***** PAGE TEXT

The base directory name to load test data from. When a relative file or directory path is provided to a data loader, it is resolved relative to the nearest matching data directory in the directory tree.
Plugin default: data

data_loader_root_dir

Absolute or relative path to the project's root directory. By default, the search is limited to within pytest's rootdir, which may differ from the project's top-level directory. Setting this option allows data directories located outside pytest's rootdir to be found. Environment variables are supported using the ${VAR} or $VAR (or %VAR% on Windows) syntax.
Plugin default: Pytest rootdir (config.rootpath)

data_loader_strip_trailing_whitespace

Automatically remove trailing whitespace characters when loading text data.
Plugin default: true

data_loader_on_missing

The action to take when a data file or directory specified as path cannot be located. Supported values are raise, skip, xfail, and warn.
Plugin default: raise

data_loader_default_encoding

The default text encoding to use when opening data files in text mode, applied when the data loader's read_options does not explicitly specify an encoding.

**********

**PROBLEM TO WORK ON:** Write out the pytest data loader options, starting at the words "data_loader_root_dir" and stopping after "on Windows) syntax.". The entries below come from a separate source.

***** SUPPLIED ENTRIES

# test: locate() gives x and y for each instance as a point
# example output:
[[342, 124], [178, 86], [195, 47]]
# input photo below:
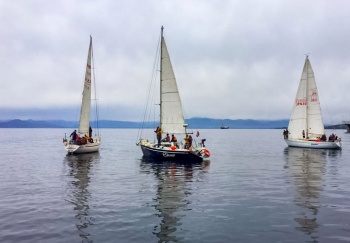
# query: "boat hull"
[[313, 144], [166, 154], [82, 149]]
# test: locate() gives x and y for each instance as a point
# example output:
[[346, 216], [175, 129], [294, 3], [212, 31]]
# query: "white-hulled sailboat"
[[306, 129], [82, 141], [171, 120]]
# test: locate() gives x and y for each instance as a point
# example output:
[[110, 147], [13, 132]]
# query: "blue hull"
[[161, 154]]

**********

**RIGHT ANSWER:**
data_loader_root_dir

Absolute or relative path to the project's root directory. By default, the search is limited to within pytest's rootdir, which may differ from the project's top-level directory. Setting this option allows data directories located outside pytest's rootdir to be found. Environment variables are supported using the ${VAR} or $VAR (or %VAR% on Windows) syntax.